**WHAT IS REQUIRED**
Rewrite all of the material below as a Markdown table with two columns, Row and Line: number each line in order and skip any blank lines. Leave the pictures out.

**MATERIAL PROVIDED**
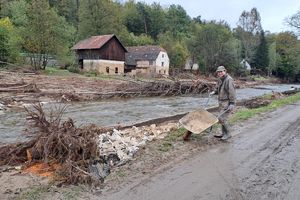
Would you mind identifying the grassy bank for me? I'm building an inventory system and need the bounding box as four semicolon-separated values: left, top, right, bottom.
230;93;300;123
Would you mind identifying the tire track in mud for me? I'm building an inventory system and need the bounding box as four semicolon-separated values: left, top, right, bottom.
239;118;300;199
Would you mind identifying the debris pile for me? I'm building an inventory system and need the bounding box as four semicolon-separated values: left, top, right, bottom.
0;104;109;185
0;104;178;186
98;122;178;166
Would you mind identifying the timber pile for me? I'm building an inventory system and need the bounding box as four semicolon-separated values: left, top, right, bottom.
0;104;178;186
119;80;214;96
0;83;40;93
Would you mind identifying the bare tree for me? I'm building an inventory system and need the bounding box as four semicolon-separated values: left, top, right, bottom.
236;8;262;62
285;10;300;36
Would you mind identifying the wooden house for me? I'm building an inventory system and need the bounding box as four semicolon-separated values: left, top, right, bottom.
72;34;127;74
125;46;170;75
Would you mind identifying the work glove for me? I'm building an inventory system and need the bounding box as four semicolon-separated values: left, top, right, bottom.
227;104;235;111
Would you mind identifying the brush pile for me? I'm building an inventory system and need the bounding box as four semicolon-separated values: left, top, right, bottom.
0;104;109;185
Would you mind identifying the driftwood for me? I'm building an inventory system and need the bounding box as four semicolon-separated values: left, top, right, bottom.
0;104;111;185
0;83;40;93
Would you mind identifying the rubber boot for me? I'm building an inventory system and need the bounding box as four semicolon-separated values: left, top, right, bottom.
182;130;192;141
221;124;231;141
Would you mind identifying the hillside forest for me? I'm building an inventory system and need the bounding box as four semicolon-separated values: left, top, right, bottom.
0;0;300;82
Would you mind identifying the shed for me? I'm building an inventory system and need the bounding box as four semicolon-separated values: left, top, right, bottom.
125;45;170;75
72;34;127;74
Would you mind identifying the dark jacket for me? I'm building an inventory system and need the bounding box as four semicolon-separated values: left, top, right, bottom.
215;74;236;104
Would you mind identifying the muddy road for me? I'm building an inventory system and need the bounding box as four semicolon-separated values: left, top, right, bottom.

**SOLUTION TO THE PROBLEM**
| Row | Line |
|---|---|
| 1 | Would you mind identifying the grassy bank for me? I'm building an inventory system and need the bounding box as four semicolon-separated values: left, top, right, bottom. |
| 2 | 230;93;300;123 |
| 3 | Would you mind identifying the tire track in mud for me? I'm building an inventory system and need the bounding box as four semicolon-separated values: left, top, right, bottom. |
| 4 | 239;118;300;199 |
| 5 | Would you mind identifying the debris pile for me? I'm building an inventory system and need the bounding box as four semicolon-separated values: left, top, right, bottom. |
| 6 | 0;104;109;185 |
| 7 | 0;104;178;186 |
| 8 | 98;122;178;166 |
| 9 | Would you mind identifying the timber pile for me? I'm building an inventory system and need the bounding box as four semicolon-separated values: left, top, right, bottom. |
| 10 | 0;104;178;186 |
| 11 | 119;80;214;96 |
| 12 | 0;83;40;93 |
| 13 | Would you mind identifying the bare tree for me? I'm building an inventory system and need the bounding box as four semicolon-separated values: left, top, right, bottom. |
| 14 | 236;8;262;62 |
| 15 | 285;10;300;36 |
| 16 | Would you mind identifying the wooden house for me? I'm building an inventory system and need the bounding box as four semicolon-separated values: left, top, right, bottom. |
| 17 | 72;34;127;74 |
| 18 | 125;46;170;75 |
| 19 | Would you mind identifying the work glove for me? I'm building an inventory system and need the bounding box as four semicolon-separated values: left, top, right, bottom. |
| 20 | 227;104;235;111 |
| 21 | Would you mind identifying the brush pile for me? I'm building an inventory system and need the bounding box as four semicolon-separated values: left, top, right, bottom. |
| 22 | 0;104;109;185 |
| 23 | Would you mind identifying the driftwood for me? I'm building an inventory system and need the bounding box as four semicolon-separated values: left, top, right, bottom. |
| 24 | 0;104;111;185 |
| 25 | 0;83;40;93 |
| 26 | Would you mind identifying the rubber boot for me? I'm building an inventory system and need the bounding box as four semicolon-separated values: left, top, right, bottom. |
| 27 | 182;130;192;141 |
| 28 | 221;124;231;141 |
| 29 | Would you mind identifying the hillside forest for me? I'm building an inventory system and need the bounding box as four semicolon-separated values: left, top, right, bottom. |
| 30 | 0;0;300;82 |
| 31 | Would you mind identifying the shed for me? I'm building an inventory system and need the bounding box as four semicolon-separated values: left, top, right, bottom. |
| 32 | 125;45;170;75 |
| 33 | 72;34;127;74 |
| 34 | Would you mind identifying the dark jacket for me? I'm building an inventory system and need the bounding box as four semicolon-separated values: left, top, right, bottom. |
| 35 | 215;74;236;104 |
| 36 | Would you mind identifying the muddy road for me? I'm building an inventory system and need the bounding box as four semicolon-separated values: left, top, right, bottom. |